------ Passage to read

The first time I saw this was some Trophy truck teams stopping for fuel at pit 2 Bonnie Claire that is less than 60 miles into the race. When I asked about it they said they were just changing their pit timing as to be fueling at less crowded pits but then I saw that they were only fueling from dump cans and the cans were sitting in bins of ice. It took me a little while but I figured it out.

Our last line of defense was a small Co2 bottle but you need to be careful about very cold on very hot.

Some people believe in using avgas because it is formulated to raise the boiling point for aircraft use but in my experience it is not a good race fuel as it was designed for a completely opposite set of parameters (constant and low RPM) and the vehicle needs to be retuned for it.

I was inspired by badassmav to share things that could help others.

Tim

hope it was not boring.

------------
------ Stored data

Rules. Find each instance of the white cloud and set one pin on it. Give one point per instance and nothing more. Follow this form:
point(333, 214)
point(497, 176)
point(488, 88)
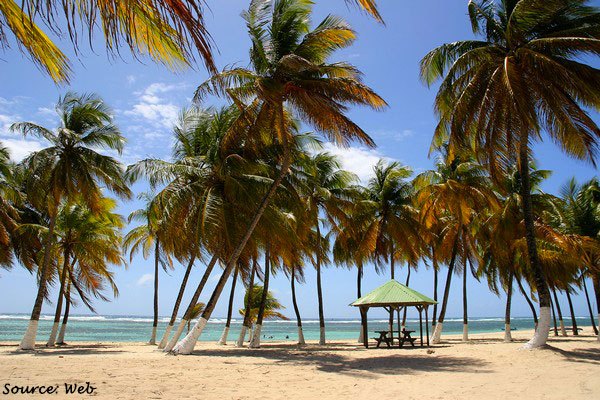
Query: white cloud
point(145, 279)
point(359, 160)
point(21, 148)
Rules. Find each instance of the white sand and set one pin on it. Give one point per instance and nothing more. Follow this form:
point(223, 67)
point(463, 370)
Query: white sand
point(484, 368)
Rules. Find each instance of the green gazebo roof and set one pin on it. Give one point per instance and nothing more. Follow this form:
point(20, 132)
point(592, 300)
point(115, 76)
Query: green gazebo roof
point(393, 293)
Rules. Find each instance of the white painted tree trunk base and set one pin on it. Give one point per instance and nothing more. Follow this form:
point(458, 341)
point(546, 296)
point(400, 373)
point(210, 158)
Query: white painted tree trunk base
point(255, 341)
point(176, 336)
point(301, 340)
point(563, 331)
point(52, 339)
point(187, 344)
point(165, 339)
point(507, 333)
point(540, 337)
point(28, 342)
point(223, 340)
point(437, 333)
point(242, 336)
point(61, 334)
point(153, 337)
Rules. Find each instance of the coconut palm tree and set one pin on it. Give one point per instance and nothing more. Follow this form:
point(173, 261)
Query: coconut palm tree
point(289, 68)
point(529, 66)
point(147, 237)
point(454, 195)
point(169, 32)
point(70, 168)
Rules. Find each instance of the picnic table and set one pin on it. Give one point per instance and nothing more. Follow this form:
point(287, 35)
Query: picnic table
point(389, 340)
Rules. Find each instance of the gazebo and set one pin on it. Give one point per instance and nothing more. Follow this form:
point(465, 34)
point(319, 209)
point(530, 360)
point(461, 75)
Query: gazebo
point(394, 296)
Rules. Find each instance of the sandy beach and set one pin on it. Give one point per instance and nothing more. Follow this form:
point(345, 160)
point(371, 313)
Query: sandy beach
point(485, 367)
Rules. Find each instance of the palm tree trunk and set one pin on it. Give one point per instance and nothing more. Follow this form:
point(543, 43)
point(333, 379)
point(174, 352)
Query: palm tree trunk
point(63, 327)
point(165, 338)
point(57, 312)
point(589, 304)
point(405, 308)
point(507, 331)
point(223, 340)
point(529, 302)
point(246, 322)
point(28, 341)
point(155, 320)
point(193, 301)
point(255, 341)
point(437, 334)
point(563, 331)
point(465, 306)
point(573, 319)
point(186, 346)
point(296, 310)
point(359, 295)
point(541, 334)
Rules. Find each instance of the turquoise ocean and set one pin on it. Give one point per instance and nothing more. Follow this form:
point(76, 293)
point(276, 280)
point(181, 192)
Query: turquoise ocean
point(124, 328)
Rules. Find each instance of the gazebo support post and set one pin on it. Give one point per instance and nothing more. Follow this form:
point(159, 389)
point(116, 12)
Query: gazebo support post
point(420, 308)
point(427, 325)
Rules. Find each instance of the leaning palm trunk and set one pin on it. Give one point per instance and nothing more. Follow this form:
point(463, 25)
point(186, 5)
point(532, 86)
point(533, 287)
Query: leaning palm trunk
point(507, 331)
point(589, 304)
point(572, 311)
point(437, 333)
point(52, 339)
point(359, 295)
point(223, 340)
point(28, 341)
point(186, 346)
point(541, 333)
point(563, 331)
point(184, 321)
point(296, 310)
point(165, 339)
point(63, 327)
point(255, 339)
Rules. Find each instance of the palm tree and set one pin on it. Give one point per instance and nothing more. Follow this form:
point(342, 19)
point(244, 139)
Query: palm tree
point(451, 199)
point(147, 237)
point(524, 77)
point(70, 168)
point(289, 68)
point(169, 32)
point(326, 190)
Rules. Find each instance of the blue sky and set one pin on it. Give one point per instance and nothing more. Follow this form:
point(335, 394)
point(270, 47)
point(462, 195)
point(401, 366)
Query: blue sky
point(146, 99)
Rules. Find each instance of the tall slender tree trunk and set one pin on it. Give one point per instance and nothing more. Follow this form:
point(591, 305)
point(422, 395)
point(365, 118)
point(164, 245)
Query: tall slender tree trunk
point(28, 341)
point(465, 305)
point(437, 333)
point(63, 327)
point(589, 304)
point(186, 316)
point(529, 302)
point(186, 346)
point(165, 338)
point(541, 334)
point(319, 288)
point(507, 331)
point(155, 319)
point(255, 341)
point(572, 311)
point(301, 340)
point(223, 340)
point(52, 339)
point(359, 273)
point(246, 322)
point(561, 322)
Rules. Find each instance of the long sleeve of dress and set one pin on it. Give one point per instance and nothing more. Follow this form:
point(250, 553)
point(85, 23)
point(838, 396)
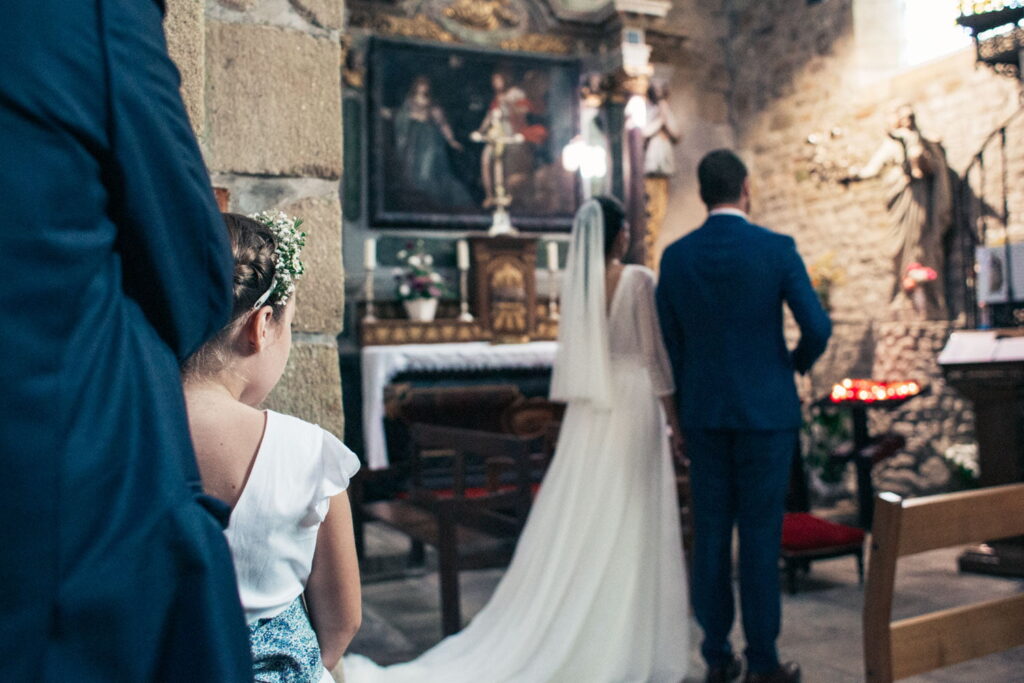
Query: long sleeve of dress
point(171, 238)
point(649, 332)
point(815, 327)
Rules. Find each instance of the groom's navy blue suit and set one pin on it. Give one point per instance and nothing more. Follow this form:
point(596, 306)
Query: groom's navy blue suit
point(720, 301)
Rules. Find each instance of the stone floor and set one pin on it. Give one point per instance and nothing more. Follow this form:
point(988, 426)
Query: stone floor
point(821, 623)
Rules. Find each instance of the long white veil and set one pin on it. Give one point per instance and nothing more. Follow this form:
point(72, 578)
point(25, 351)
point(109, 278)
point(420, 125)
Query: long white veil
point(583, 366)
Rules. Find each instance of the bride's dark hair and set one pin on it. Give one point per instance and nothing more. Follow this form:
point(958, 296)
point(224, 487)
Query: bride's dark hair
point(614, 218)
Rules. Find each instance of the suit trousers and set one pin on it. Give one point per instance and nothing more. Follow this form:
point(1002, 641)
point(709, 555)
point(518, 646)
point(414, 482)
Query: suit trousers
point(738, 479)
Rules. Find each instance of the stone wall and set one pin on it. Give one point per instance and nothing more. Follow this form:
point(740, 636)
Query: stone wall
point(261, 82)
point(798, 72)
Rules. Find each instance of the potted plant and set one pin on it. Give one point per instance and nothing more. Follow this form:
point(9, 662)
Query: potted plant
point(419, 286)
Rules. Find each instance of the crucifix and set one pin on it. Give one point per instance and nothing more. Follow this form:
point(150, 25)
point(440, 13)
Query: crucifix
point(495, 135)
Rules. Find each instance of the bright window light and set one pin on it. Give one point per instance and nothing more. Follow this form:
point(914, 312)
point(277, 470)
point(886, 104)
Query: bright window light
point(931, 30)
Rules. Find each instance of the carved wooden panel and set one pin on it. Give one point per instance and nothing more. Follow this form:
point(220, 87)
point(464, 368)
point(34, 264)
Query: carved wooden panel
point(504, 290)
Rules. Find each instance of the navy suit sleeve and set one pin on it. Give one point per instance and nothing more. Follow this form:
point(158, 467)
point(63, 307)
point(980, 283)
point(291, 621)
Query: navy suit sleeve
point(171, 237)
point(815, 328)
point(672, 332)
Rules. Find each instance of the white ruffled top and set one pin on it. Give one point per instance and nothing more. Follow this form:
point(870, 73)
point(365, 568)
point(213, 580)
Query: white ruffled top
point(272, 528)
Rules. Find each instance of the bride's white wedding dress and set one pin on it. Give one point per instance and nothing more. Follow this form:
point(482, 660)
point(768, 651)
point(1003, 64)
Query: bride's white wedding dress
point(596, 591)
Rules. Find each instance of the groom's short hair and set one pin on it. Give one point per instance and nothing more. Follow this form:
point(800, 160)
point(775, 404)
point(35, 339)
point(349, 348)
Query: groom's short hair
point(721, 174)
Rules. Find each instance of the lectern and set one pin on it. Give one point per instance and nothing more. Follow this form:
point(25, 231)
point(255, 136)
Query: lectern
point(987, 367)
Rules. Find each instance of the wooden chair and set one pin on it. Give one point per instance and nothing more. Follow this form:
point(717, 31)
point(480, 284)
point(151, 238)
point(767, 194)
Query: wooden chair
point(898, 649)
point(807, 538)
point(470, 526)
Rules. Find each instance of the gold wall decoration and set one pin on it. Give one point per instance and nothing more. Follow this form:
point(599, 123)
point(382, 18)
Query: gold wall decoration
point(537, 42)
point(484, 14)
point(657, 206)
point(505, 286)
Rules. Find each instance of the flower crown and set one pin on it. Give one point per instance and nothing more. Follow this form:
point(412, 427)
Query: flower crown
point(287, 264)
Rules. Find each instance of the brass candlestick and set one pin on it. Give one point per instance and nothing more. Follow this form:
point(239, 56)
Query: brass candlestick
point(552, 295)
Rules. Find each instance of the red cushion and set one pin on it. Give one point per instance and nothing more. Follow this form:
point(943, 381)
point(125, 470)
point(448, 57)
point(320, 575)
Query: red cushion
point(474, 492)
point(805, 531)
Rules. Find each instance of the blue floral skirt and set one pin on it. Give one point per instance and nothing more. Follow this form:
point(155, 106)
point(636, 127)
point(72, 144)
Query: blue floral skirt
point(285, 647)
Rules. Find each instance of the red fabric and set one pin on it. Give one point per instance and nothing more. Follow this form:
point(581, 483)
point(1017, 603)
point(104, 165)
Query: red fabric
point(805, 531)
point(473, 492)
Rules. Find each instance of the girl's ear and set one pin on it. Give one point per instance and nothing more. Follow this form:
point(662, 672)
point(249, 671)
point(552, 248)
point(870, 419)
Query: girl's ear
point(257, 328)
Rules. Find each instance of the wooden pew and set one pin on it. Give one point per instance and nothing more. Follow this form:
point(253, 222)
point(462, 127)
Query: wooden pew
point(469, 527)
point(898, 649)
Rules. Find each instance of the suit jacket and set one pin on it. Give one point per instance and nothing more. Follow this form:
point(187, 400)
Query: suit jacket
point(116, 267)
point(720, 300)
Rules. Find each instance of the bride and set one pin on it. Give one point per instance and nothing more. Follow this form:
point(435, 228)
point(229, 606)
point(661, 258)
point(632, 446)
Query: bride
point(596, 590)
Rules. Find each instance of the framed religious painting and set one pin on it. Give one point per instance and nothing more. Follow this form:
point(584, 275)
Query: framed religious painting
point(452, 128)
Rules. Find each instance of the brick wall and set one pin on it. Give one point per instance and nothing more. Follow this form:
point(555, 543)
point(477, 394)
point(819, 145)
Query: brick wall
point(261, 82)
point(797, 74)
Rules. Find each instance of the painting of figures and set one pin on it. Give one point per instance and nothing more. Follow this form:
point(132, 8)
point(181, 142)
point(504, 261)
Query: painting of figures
point(452, 128)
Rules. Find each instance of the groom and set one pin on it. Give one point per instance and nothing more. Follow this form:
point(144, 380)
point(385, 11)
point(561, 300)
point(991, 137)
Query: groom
point(720, 302)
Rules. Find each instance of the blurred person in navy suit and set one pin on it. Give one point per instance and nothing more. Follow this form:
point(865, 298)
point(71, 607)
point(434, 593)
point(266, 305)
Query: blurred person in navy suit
point(720, 299)
point(116, 267)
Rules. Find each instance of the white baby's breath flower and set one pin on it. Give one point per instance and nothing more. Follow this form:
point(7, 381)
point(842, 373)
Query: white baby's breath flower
point(287, 256)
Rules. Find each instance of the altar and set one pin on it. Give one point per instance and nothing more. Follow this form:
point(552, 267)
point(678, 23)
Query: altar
point(380, 365)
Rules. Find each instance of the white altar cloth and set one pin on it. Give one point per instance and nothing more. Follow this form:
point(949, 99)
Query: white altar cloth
point(381, 364)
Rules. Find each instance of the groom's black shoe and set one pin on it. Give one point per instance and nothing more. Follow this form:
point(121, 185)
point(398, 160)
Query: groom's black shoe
point(787, 672)
point(726, 674)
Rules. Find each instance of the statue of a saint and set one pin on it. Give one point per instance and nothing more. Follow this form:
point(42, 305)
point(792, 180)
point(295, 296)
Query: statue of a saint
point(921, 209)
point(660, 133)
point(496, 138)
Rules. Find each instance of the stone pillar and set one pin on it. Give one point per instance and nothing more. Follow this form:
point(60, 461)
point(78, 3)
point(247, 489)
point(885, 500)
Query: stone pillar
point(262, 82)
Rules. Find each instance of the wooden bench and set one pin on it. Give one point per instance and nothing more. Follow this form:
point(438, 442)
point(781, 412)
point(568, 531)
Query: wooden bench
point(470, 527)
point(898, 649)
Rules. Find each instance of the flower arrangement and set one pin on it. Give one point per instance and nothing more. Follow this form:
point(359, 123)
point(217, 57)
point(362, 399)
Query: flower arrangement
point(824, 274)
point(417, 279)
point(963, 462)
point(288, 264)
point(823, 432)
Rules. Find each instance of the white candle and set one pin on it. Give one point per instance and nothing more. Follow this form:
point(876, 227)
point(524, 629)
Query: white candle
point(552, 256)
point(370, 254)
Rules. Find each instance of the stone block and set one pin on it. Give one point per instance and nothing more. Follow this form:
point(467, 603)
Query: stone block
point(321, 293)
point(239, 5)
point(714, 108)
point(273, 101)
point(322, 13)
point(310, 387)
point(185, 43)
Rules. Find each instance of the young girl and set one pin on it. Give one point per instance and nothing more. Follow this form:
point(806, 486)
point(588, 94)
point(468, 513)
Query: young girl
point(285, 479)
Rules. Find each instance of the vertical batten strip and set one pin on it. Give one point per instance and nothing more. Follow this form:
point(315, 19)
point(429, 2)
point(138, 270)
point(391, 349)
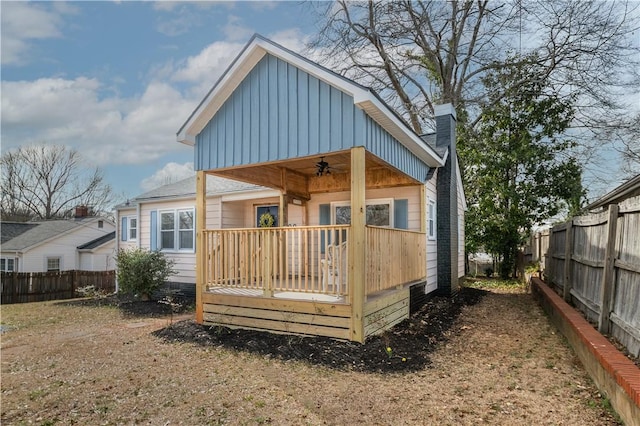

------------

*To be done*.
(a) Switch "dump cans" to "jerry cans" in the race fuel post, and give the part between "The first time" and "could help others.", inclusive.
(b) Convert the rows between the lines holding "Rules. Find each instance of the navy" and "point(552, 295)", inclusive, into a numbered list, leaving out any blank lines.
The race fuel post and the rows have nothing to do with each other.

*List of solutions*.
(a)
The first time I saw this was some Trophy truck teams stopping for fuel at pit 2 Bonnie Claire that is less than 60 miles into the race. When I asked about it they said they were just changing their pit timing as to be fueling at less crowded pits but then I saw that they were only fueling from jerry cans and the cans were sitting in bins of ice. It took me a little while but I figured it out.

Our last line of defense was a small Co2 bottle but you need to be careful about very cold on very hot.

Some people believe in using avgas because it is formulated to raise the boiling point for aircraft use but in my experience it is not a good race fuel as it was designed for a completely opposite set of parameters (constant and low RPM) and the vehicle needs to be retuned for it.

I was inspired by badassmav to share things that could help others.

(b)
1. Rules. Find each instance of the navy suit sleeve and set one pin on it. Give one point per instance and nothing more. Follow this form:
2. point(158, 467)
3. point(63, 307)
4. point(980, 283)
5. point(291, 621)
6. Query: navy suit sleeve
7. point(171, 237)
8. point(815, 328)
9. point(672, 332)
10. Rules. Find each instance of the white ruffled top and set one pin on it. Give one point per instance and nothing more. Follow this form:
11. point(870, 73)
12. point(365, 568)
13. point(213, 580)
14. Query: white ruffled top
15. point(272, 528)
16. Rules. Find each instance of the bride's white wedding dress and set one pin on it. Give one point per instance and nothing more. Follow this form:
17. point(482, 660)
18. point(768, 651)
19. point(1003, 64)
20. Query: bride's white wedding dress
21. point(596, 591)
22. Rules. Find each instance of the groom's short hair and set one pin on it. Give one point per instance and nothing more. Follow this form:
23. point(800, 160)
24. point(775, 404)
25. point(35, 339)
26. point(349, 348)
27. Query: groom's short hair
28. point(721, 174)
29. Rules. Find each instance of the lectern and set one pin on it. Give one point per instance and nothing more. Follow this form:
30. point(25, 231)
31. point(255, 136)
32. Query: lectern
33. point(987, 367)
34. Rules. Find each instance of the wooden chair and set one pin on it. Give one point per instance and nothing more. Follow this form:
35. point(717, 31)
36. point(480, 284)
37. point(151, 238)
38. point(767, 194)
39. Query: wooden chair
40. point(898, 649)
41. point(807, 538)
42. point(470, 526)
43. Rules. Find each instance of the gold wall decoration and set one pin on it. Give one point per instance and nothing more. Follow this form:
44. point(599, 123)
45. point(382, 18)
46. Query: gold wall decoration
47. point(537, 42)
48. point(484, 14)
49. point(657, 206)
50. point(505, 286)
51. Rules. Find each instance of the flower crown and set one pin on it. Give one point per instance and nothing more. Follow this form:
52. point(412, 427)
53. Query: flower crown
54. point(287, 264)
55. Rules. Find each instance of the brass candlestick and set one pin on it. Give one point per instance and nothing more. Follow this form:
56. point(239, 56)
57. Query: brass candlestick
58. point(552, 295)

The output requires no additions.